Raw data: Begin

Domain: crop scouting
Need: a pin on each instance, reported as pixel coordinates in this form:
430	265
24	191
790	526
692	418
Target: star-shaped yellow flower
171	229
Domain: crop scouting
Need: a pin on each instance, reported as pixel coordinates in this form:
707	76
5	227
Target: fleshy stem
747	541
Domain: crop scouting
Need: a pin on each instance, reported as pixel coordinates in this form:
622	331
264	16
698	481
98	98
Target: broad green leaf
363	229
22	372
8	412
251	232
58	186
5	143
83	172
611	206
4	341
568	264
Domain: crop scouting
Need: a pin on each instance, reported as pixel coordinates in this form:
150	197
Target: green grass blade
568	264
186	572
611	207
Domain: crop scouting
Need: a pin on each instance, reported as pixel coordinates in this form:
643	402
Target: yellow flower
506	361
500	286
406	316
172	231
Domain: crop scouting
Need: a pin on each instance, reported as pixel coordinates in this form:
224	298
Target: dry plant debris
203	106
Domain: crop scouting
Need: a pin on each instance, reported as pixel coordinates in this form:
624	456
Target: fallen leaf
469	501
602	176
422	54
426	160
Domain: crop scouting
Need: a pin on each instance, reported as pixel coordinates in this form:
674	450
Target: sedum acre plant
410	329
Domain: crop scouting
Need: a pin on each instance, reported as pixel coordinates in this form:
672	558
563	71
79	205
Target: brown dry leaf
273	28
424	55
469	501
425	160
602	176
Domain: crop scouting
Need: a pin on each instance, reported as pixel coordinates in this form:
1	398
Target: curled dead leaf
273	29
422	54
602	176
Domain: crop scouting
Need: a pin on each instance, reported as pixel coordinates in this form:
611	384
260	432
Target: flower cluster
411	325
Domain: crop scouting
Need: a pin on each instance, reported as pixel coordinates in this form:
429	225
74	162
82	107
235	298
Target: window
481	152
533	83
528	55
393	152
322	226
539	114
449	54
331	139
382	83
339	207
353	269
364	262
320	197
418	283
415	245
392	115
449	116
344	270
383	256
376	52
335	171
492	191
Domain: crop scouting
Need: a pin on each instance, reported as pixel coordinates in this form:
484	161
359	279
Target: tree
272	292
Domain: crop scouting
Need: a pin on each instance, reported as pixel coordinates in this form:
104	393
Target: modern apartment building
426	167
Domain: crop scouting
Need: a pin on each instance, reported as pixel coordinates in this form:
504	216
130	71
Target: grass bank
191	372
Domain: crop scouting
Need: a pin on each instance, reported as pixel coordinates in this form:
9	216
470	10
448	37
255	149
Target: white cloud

Raw data: End

> Work item
Could you transcribe all of the entries exactly, leaving nothing out?

> Problem solution
Domain: crop scouting
Need: a pin on each instance, reported as pixel coordinates in this form:
430	265
24	191
790	526
692	418
Target: star-shaped yellow flower
171	229
Domain: crop scouting
Need: a pin on each instance, reported as pixel coordinates in this form:
707	76
5	227
Target: fleshy stem
747	541
Domain: crop scouting
Need: a pin on each instance, reported as pixel coordinates in this form:
622	331
264	16
698	481
98	98
Target: broad green leaf
363	229
22	372
8	412
251	232
58	186
5	143
83	172
611	206
4	341
568	264
Domain: crop scouting
Need: a pin on each instance, reported as pixel coordinates in this form:
150	197
Target: green grass blade
568	264
186	572
611	207
Domain: crop scouting
Need: a pin on each instance, reported as pixel coordinates in this form:
643	402
Target: yellow flower
506	361
500	286
406	316
172	231
Domain: crop scouting
Need: a pin on each instance, reported as pixel coordinates in this form:
224	298
Target: dry plant debris
203	106
Domain: crop scouting
Need: a pin on each instance, reported as pixel coordinates in this form:
624	456
Target: fallen leaf
469	501
602	176
422	54
426	160
Domain: crop scouting
Need: a pin on each instance, reported as pixel coordinates in this form:
674	450
Target: sedum acre plant
410	329
Domain: crop scouting
Need: a pin on each instance, reported as pixel coordinates in this form:
672	558
563	71
79	205
Target: brown dry leaf
273	28
424	55
469	501
425	160
602	176
Domain: crop scouting
Need: a pin on each instance, reported as pixel coordinates in this form:
1	398
Target: curled dead leaf
273	29
422	54
602	176
Domain: crop scouting
Need: a pin on each instance, reported as pixel coordinates in this form:
611	384
260	432
Target: flower cluster
411	325
Domain: crop scouting
Need: a pin on each instance, reported as pixel coordinates in this form:
429	225
74	162
82	107
235	298
Target: window
481	152
533	83
528	55
393	152
322	226
539	114
449	54
331	139
382	83
339	207
353	269
364	262
320	197
418	283
415	245
392	115
449	116
344	270
383	256
376	52
335	171
492	191
Domain: crop scouting
Need: a pin on each instance, reported as pixel coordinates in this form:
484	161
359	279
Target: tree
272	292
Domain: crop scouting
Need: a pin on each instance, reported as pixel coordinates in this form:
104	393
Target: modern apartment building
426	167
Domain: crop scouting
Need: a pin on each instance, reported as pixel coordinates in this form:
504	216
130	71
Target: grass bank
191	372
Domain: crop scouting
Need: a pin on each instance, reported as pixel coordinates in this form:
9	216
470	10
448	37
255	149
Target: white cloud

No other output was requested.